Collected data
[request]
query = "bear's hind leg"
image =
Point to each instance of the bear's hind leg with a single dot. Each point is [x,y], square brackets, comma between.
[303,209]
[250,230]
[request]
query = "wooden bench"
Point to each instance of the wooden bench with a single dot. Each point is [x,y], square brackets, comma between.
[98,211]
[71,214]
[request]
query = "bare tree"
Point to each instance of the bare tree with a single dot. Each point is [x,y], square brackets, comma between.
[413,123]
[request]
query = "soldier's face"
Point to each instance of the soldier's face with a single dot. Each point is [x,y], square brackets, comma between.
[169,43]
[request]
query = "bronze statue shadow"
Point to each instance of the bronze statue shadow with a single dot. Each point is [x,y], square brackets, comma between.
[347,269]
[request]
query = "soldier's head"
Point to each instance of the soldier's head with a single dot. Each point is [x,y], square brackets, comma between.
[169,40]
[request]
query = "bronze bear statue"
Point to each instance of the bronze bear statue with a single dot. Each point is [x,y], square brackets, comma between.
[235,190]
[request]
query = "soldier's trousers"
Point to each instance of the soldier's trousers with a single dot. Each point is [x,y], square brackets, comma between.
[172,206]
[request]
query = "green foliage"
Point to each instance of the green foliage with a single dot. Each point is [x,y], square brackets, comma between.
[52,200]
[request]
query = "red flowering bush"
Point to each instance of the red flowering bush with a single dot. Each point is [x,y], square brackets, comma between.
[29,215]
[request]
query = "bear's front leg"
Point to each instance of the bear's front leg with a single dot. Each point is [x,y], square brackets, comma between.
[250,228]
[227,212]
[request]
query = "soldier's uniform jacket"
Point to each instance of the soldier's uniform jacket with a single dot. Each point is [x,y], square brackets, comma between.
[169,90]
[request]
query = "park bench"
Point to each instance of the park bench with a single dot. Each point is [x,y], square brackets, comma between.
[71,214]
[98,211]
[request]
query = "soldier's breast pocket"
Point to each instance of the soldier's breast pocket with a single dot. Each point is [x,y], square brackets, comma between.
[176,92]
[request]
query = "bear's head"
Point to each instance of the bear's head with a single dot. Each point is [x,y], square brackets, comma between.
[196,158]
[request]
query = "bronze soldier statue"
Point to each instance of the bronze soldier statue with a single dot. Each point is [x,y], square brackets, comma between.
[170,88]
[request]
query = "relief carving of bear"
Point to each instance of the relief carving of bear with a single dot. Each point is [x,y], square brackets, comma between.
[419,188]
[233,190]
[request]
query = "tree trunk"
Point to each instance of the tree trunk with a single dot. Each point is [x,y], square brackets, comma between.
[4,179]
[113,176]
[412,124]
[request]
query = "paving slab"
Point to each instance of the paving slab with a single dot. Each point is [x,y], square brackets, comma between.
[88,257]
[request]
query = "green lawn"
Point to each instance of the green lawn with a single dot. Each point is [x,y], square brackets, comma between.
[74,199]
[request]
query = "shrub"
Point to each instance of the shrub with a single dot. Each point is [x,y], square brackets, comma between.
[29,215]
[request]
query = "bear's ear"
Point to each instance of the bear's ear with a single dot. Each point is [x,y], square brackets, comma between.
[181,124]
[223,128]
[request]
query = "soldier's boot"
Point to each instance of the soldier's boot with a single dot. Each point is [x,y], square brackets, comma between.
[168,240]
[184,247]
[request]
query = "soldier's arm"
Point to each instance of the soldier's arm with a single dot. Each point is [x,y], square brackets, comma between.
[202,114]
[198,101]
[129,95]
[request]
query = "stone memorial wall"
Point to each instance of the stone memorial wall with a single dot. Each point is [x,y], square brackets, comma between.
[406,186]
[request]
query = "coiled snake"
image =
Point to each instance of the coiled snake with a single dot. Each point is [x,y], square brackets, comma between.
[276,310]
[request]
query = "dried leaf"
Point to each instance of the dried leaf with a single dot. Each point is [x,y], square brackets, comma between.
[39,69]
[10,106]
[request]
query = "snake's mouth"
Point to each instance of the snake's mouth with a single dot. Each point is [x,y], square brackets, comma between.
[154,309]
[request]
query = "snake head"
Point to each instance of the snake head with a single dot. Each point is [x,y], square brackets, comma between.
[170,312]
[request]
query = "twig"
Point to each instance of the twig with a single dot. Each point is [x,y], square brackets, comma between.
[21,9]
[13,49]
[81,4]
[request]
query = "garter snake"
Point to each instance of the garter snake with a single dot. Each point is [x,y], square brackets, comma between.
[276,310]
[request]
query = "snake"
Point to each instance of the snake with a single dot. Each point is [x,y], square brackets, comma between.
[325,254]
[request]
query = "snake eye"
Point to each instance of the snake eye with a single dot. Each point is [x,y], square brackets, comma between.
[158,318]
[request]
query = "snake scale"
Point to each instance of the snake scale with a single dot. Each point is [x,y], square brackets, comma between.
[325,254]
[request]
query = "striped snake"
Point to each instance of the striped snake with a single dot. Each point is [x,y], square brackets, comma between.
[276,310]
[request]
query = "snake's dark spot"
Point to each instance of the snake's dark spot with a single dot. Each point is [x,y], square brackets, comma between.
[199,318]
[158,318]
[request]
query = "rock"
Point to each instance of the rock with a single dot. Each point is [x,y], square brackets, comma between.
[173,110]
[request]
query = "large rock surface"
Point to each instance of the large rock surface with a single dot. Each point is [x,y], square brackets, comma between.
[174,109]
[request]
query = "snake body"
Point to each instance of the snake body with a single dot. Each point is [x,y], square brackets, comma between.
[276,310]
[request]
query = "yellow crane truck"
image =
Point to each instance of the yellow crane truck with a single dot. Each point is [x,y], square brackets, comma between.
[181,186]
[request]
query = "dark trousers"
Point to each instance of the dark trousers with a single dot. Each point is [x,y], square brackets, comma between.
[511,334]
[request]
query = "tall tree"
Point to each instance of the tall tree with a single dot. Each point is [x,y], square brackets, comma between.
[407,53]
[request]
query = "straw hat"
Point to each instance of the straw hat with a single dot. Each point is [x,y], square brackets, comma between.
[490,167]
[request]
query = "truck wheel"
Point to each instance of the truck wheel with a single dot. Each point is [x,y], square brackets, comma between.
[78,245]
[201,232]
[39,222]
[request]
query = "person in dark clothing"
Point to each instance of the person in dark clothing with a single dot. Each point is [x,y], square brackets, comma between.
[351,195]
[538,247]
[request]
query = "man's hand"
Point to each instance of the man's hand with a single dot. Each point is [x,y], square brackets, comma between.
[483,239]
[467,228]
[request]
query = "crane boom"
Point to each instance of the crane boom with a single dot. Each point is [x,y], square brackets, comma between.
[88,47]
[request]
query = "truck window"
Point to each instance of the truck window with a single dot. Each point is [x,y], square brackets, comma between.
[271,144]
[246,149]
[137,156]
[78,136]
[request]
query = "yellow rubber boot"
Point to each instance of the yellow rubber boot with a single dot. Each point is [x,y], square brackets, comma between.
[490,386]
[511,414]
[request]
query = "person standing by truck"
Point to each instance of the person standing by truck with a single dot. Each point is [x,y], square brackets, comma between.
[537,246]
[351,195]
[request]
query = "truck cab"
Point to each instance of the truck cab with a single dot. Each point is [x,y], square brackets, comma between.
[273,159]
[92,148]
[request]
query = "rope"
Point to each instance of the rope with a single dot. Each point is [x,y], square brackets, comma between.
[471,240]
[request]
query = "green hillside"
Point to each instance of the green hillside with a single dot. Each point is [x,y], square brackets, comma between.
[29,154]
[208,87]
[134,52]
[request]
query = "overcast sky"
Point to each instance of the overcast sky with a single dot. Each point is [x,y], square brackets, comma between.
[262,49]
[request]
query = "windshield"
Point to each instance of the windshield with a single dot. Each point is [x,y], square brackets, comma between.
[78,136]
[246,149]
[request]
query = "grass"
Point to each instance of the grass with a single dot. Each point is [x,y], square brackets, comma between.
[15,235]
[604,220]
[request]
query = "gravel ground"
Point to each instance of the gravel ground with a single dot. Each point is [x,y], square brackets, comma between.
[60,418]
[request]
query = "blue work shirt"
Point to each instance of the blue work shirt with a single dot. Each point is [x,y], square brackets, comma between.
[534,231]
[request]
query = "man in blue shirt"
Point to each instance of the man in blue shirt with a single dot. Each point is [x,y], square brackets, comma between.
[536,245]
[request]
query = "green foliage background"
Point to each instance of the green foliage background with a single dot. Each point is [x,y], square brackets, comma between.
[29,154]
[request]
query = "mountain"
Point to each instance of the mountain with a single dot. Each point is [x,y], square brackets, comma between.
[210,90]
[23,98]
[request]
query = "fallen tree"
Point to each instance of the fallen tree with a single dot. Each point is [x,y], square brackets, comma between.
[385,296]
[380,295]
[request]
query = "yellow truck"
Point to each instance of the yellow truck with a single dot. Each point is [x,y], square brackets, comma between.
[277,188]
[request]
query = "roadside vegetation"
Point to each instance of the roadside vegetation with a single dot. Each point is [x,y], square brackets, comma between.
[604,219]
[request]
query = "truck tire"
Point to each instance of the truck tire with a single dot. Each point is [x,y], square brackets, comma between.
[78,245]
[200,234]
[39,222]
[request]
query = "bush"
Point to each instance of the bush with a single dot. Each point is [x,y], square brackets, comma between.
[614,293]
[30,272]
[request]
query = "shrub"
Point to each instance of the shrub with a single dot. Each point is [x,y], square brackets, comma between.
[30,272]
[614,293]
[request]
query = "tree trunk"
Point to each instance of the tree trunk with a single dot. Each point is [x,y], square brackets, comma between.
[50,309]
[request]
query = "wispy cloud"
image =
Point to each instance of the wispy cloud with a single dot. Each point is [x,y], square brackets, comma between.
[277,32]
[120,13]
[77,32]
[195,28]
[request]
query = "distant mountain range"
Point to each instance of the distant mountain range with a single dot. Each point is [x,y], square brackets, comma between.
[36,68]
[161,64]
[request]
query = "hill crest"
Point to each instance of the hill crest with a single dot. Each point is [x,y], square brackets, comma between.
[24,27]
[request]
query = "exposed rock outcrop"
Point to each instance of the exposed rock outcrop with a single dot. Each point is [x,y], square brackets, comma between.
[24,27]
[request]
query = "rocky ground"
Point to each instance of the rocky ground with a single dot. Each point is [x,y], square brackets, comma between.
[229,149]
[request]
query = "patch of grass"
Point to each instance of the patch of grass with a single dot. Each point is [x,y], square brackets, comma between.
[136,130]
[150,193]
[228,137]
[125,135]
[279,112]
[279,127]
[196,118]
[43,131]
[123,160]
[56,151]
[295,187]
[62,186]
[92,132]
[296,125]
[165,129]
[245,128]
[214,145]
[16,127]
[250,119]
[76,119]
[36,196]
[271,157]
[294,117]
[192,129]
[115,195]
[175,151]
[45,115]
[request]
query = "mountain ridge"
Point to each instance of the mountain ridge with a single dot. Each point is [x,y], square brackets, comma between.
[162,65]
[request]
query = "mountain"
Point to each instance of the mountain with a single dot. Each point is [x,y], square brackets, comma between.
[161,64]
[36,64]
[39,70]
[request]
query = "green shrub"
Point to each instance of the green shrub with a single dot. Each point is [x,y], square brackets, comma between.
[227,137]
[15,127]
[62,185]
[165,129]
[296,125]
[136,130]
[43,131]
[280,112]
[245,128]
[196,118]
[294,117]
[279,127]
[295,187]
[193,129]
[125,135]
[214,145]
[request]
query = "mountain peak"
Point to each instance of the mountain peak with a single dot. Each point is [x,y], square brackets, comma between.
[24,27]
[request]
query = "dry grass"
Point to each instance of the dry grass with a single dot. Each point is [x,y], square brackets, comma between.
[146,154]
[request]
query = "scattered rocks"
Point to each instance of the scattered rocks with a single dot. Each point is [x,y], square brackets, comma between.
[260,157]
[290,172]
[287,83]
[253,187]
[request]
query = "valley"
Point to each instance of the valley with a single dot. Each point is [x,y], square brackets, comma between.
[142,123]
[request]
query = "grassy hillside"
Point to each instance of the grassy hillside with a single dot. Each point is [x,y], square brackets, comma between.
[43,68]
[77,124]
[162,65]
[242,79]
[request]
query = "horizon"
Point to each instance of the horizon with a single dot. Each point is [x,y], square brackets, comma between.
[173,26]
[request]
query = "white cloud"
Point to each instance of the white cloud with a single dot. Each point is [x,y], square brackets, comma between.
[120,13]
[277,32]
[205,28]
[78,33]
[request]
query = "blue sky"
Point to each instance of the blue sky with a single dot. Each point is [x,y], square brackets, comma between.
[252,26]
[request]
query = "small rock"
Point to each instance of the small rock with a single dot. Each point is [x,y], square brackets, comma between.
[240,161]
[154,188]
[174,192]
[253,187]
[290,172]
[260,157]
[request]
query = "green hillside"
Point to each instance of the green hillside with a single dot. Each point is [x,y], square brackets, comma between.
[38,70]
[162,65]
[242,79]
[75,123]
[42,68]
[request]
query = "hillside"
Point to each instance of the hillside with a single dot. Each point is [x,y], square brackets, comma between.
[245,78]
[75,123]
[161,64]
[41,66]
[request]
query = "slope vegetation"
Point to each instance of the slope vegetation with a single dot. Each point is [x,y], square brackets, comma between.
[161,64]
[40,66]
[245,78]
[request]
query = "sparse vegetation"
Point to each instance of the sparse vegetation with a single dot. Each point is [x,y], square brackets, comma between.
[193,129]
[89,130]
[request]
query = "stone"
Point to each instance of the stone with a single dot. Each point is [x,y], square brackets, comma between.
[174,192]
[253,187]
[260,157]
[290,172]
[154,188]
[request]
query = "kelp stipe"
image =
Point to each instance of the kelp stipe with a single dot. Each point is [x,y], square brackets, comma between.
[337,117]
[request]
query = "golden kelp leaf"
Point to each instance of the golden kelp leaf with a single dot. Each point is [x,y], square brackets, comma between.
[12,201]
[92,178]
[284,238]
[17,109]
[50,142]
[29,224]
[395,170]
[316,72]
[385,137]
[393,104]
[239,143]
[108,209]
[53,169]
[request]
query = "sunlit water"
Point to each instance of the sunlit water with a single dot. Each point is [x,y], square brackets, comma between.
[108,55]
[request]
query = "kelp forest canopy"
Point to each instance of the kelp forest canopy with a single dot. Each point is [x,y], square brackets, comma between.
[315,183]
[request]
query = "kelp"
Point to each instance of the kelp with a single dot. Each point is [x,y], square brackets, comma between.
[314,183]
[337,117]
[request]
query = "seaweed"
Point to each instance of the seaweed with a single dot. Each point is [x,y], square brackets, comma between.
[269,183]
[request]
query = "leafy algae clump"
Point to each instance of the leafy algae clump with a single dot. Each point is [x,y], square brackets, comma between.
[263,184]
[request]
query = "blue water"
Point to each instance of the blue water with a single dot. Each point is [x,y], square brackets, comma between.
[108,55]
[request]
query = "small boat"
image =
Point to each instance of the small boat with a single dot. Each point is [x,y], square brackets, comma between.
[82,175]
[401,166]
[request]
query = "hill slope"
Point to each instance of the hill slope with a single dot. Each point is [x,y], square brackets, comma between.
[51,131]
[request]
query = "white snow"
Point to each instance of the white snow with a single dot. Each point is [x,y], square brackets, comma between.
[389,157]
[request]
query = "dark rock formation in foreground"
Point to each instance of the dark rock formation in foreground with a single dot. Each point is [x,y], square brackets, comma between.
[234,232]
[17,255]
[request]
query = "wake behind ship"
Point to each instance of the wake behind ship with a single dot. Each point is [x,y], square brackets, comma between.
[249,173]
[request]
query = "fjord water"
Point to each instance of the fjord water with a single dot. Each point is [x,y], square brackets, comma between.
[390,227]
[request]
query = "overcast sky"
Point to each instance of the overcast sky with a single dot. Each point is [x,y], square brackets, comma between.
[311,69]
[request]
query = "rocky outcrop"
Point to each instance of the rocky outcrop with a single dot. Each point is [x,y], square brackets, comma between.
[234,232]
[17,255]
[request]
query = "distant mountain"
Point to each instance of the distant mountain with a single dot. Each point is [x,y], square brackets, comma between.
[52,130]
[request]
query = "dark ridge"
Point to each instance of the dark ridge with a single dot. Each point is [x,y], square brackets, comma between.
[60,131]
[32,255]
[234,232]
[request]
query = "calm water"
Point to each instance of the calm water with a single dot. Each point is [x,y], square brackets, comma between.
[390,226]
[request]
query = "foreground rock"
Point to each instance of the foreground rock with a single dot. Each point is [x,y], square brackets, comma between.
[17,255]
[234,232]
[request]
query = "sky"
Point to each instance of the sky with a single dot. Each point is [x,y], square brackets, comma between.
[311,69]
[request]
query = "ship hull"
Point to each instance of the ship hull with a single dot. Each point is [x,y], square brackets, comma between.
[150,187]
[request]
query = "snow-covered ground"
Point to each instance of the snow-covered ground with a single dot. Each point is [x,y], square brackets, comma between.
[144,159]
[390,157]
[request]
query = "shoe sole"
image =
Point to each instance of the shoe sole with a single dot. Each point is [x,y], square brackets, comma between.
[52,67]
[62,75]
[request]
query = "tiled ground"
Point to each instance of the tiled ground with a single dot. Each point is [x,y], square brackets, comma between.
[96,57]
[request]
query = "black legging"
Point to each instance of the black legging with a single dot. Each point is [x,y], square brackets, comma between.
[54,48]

_What this task involves_. Please collect every line of the material above that holds the string "legging", matching case exactly, and copy each line unchanged.

_Task response_.
query = "black legging"
Point to each instance of the black legging with a single dot. Each point is [x,y], square brackets, comma between.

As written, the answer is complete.